ENTRIES SUPPLIED:
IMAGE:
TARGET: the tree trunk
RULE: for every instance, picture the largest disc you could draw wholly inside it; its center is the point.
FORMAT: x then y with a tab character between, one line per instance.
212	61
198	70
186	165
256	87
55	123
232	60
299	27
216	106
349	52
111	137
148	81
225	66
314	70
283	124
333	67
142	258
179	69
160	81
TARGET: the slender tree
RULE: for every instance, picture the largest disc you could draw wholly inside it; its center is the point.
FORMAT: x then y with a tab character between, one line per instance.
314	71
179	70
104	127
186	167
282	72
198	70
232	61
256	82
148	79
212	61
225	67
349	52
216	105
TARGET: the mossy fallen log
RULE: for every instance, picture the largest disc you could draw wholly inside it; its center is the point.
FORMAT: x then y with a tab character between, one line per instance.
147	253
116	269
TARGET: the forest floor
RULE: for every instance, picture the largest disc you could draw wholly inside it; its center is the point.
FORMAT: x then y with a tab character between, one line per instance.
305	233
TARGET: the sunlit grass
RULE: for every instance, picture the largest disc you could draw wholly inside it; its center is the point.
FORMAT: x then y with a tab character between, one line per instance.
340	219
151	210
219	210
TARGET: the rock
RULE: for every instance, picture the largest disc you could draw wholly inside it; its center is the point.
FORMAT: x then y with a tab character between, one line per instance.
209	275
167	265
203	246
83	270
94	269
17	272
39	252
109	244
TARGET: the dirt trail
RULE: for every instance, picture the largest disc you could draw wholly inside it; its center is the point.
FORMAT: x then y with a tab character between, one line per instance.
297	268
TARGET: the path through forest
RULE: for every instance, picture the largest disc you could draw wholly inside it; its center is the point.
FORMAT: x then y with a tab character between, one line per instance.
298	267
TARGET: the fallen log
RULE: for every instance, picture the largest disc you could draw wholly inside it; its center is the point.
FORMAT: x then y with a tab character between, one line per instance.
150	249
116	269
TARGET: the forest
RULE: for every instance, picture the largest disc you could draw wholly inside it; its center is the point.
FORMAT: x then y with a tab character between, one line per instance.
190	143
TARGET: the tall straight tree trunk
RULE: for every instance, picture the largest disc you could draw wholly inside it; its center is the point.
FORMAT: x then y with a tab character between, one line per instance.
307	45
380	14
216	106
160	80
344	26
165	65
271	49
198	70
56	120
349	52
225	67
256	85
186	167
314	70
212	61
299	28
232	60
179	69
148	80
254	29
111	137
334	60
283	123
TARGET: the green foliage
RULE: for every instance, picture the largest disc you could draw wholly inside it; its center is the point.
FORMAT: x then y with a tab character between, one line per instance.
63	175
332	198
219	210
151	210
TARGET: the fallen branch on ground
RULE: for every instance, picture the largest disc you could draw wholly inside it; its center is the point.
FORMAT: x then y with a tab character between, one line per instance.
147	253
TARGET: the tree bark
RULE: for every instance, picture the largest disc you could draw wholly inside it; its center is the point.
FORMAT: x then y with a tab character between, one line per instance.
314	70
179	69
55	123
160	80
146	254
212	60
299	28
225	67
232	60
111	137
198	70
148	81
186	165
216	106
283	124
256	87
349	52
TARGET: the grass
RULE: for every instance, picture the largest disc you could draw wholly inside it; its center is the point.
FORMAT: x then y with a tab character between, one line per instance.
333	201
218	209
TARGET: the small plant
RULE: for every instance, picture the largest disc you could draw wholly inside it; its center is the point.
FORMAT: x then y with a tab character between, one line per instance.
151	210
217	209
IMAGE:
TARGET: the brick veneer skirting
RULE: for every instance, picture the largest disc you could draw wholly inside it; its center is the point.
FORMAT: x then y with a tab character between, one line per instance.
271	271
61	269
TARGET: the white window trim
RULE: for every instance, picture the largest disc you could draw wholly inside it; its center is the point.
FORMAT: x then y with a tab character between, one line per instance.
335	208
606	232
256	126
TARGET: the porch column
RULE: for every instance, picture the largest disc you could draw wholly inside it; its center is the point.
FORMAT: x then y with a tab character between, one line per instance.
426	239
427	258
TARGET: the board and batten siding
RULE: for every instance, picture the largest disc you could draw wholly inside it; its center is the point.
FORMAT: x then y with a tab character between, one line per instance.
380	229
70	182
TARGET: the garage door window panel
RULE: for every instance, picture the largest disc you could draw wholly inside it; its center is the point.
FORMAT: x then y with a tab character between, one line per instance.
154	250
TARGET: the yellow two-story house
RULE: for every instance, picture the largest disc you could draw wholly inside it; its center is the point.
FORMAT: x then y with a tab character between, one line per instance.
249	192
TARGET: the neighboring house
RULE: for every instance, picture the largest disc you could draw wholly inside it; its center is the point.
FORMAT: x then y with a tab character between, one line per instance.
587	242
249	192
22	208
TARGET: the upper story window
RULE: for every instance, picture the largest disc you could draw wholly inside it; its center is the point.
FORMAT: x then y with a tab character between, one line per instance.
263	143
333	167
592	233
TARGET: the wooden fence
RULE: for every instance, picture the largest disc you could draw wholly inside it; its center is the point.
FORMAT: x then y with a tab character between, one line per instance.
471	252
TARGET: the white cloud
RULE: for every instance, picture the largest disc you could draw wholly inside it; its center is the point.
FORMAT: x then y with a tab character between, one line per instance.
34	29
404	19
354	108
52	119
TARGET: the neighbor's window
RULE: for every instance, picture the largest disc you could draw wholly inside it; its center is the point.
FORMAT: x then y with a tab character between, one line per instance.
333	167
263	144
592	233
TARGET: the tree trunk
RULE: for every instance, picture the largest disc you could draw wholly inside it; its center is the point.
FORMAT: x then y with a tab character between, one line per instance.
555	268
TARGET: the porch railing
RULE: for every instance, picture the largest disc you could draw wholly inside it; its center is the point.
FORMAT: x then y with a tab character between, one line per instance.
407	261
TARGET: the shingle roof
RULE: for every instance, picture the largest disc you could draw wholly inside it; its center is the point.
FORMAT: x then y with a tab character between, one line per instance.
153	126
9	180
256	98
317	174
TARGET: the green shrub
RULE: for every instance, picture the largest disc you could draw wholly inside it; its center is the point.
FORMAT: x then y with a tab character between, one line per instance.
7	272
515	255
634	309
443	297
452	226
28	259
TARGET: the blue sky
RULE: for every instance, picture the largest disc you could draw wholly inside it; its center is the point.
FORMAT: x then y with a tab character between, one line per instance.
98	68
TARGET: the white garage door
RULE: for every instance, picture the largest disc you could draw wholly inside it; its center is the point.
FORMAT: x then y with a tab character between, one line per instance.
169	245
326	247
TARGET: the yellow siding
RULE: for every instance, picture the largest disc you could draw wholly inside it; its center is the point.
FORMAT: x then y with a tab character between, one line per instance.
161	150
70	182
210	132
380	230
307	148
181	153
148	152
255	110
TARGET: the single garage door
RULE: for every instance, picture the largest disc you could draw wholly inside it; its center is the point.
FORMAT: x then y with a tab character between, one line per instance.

DIRECTIONS:
Return all of the material above unchanged, every line in its original order.

EXERCISE OUTPUT:
IMAGE:
TARGET: the tree trunk
RULE: for every instance, picture the largest disc you could draw wholly inside it; its center is the point.
FORMAT: x then y with a tab character between, one line per instance.
212	61
198	70
186	165
256	87
55	123
232	60
299	27
216	106
349	52
111	137
148	81
225	66
314	70
283	124
333	67
142	258
179	69
160	81
TARGET: the slender tree
RULE: for every instance, picture the largest disc you could draw wholly inside it; its center is the point.
FORMAT: x then y with a tab character between, one line per instance.
314	71
179	70
104	127
186	167
282	72
198	70
232	61
256	82
148	79
212	61
225	67
349	52
216	105
TARGET: the mossy fallen log
RULE: for every instance, picture the largest disc you could draw wholly inside it; its center is the point.
FORMAT: x then y with a tab character between, one line per instance.
147	253
116	269
TARGET: the forest floor
RULE: for every instance, picture the largest disc you could draw wholly inside it; its center is the point.
FORMAT: x then y with a tab character between, one line per instance.
305	233
TARGET: the sunlit grass
RULE: for every instance, picture the largest disc you could draw wholly inside it; its center is the point.
FORMAT: x then y with a tab character between, one line per instance.
340	219
151	210
219	210
TARGET: the rock
RULE: for every instance, picture the largest disc you could draw wholly inside it; its center is the point.
FORMAT: x then y with a tab character between, one line per instance.
209	275
167	265
203	246
83	270
94	269
17	272
39	252
109	244
TARGET: the dirt trail
RULE: for every instance, picture the largest disc you could draw wholly inside it; its center is the point.
FORMAT: x then y with a tab character between, one line per instance.
297	268
TARGET: the path through forest
RULE: for every instance, picture the largest disc you could draw wholly inside it; its center is the point.
FORMAT: x then y with a tab character between, one line per instance.
298	267
TARGET: the fallen log
RULE: for every instance, picture the largest disc you could draw wholly inside it; its center is the point.
FORMAT: x then y with a tab character between, one line per instance.
150	249
116	269
TARGET: the forest
RULE: for every instance, picture the largest disc you could draw wholly inside it; its center is the point.
FORMAT: x then y with a tab character between, one line per instance.
190	143
TARGET: the tall straight tree trunk
RULE: for every instance, picture the largest disc you could draw wholly inside it; its center is the point.
FORMAT: x then y with a tab character between, one line per instance.
307	45
380	14
216	106
160	80
344	26
165	65
271	49
198	70
56	120
349	52
225	67
256	85
186	167
314	70
212	61
299	28
232	60
179	69
148	80
254	29
111	137
334	60
283	123
TARGET: the green foliage
RULE: for every instance, picture the largest disc you could draw wholly inside it; its center is the point.
FORMAT: x then y with a tab character between, one line per instance.
63	175
332	198
219	210
151	210
TARGET: the fallen branch on ground
RULE: for every instance, picture the largest disc you could draw wholly inside it; its center is the point.
FORMAT: x then y with a tab character between, one line per instance.
147	253
TARGET: the tree bark
RULE: for every instance, picture the largest disc you could draw wholly inside it; its center is the point.
FORMAT: x then y with a tab character between, one line per instance.
314	70
179	69
55	123
160	80
146	254
212	60
299	28
225	67
232	60
111	137
198	70
148	81
186	165
216	106
283	124
256	87
349	52
TARGET: the grass
RULE: for every instance, picture the largest disc you could draw wholly inside it; its center is the point.
FORMAT: x then y with a tab character between, one line per instance.
333	201
218	209
TARGET: the small plant
RULE: for every instance, picture the largest disc you could draw wholly inside it; its center is the point.
FORMAT: x then y with a tab character between, one line per instance.
151	210
217	209
IMAGE:
TARGET: the brick veneer skirting
RULE: for every instance, picture the largest disc you could draw wholly inside it; its center is the point.
FORMAT: x then y with a tab character between, one line per instance.
271	271
61	269
TARGET: the white window trim
RULE: for every instance, picture the largest disc you could draw wholly inside it; its center is the point.
FORMAT: x then y with a tab character between, one line per instance.
335	208
606	232
256	126
TARGET: the porch column
RULE: for every instance, picture the largest disc you could draw wholly inside it; its center is the point.
FORMAT: x then y with a tab character between, one line per instance.
426	239
427	258
TARGET: the board and batten siding
RULE: for every instance, picture the largest disc you could draw wholly inside it; its center is the point.
FORMAT: x then y with a tab character between, one line per instance.
380	229
70	182
TARGET: the garage door window panel
RULE: for every instance, picture the largest disc you could draw wholly inside it; its center is the point.
FORMAT: x then y with a tab character between, one line per instance.
154	250
TARGET: the yellow two-story house
RULE: for every instance, picture the largest disc you could draw wholly inside it; its center is the point.
FORMAT: x then y with a tab character between, one line per instance.
249	192
TARGET: the neighboring house
RULE: for every instance, picture the largest disc you could draw wholly inside it; its center is the point.
FORMAT: x then y with a tab character between, one line per instance.
587	242
249	192
22	208
TARGET: the upper story window
RULE: for every instance, picture the largest disc you could draw wholly inside it; its center is the point.
FORMAT: x then y with a tab character between, one line per instance.
263	143
333	167
592	233
TARGET: the wooden fence
RULE: for every instance, picture the largest disc you could draw wholly inside it; its center is the point.
FORMAT: x then y with a tab character between, one line per instance.
471	252
TARGET: the white cloud
RULE: for every instance, picture the largest disc you could draw wholly inside it; its center is the point.
FORMAT: x then y with a tab character between, one line per instance.
34	29
404	19
354	108
52	119
TARGET: the neighbor's window
RULE: for every instance, picture the largest disc you could draw wholly inside it; its center is the point.
FORMAT: x then y with a tab character between, one line per instance.
333	167
263	144
592	233
TARGET: the tree trunk
RULE: for every instance, picture the largest disc you could draw wholly inside it; its center is the point.
FORMAT: x then y with a tab character between, one line per instance.
555	268
TARGET: the porch railing
RULE: for every instance, picture the largest disc you could draw wholly inside it; its center is the point.
FORMAT: x then y with a tab character between, one line per instance.
407	261
TARGET: the shingle roof
RULE: for every instance, picture the largest disc you could draw wholly inside it; its center is the point.
FORMAT: x then y with a tab character between, one line per instance.
153	126
9	180
256	98
317	174
TARGET: the green shrub
RULE: for every instance, picture the largest disc you could draw wholly inside it; its center is the point.
FORMAT: x then y with a tab character between, one line per instance.
7	272
515	255
634	309
443	297
452	226
28	259
TARGET: the blue sky
RULE: for every instance, picture the largest disc you could draw wholly inside it; its center is the point.
FORMAT: x then y with a tab character between, one line per instance.
98	68
TARGET: the white garage door
RULE: for every instance, picture the largest disc you could draw wholly inside it; its center is the point.
FORMAT: x then y with a tab character between, one line per instance.
169	245
326	247
TARGET: the yellow siding
RULE: for every instance, picture the largest disc you could draw wholly inside it; its center is the point.
FORMAT: x then y with a tab character between, one line per instance.
161	150
70	182
210	132
380	230
307	148
181	153
148	152
255	110
TARGET: the single garage door
RULE: for every instance, picture the largest disc you could draw wholly inside it; its center is the point.
FORMAT: x then y with a tab character between, one line per instance.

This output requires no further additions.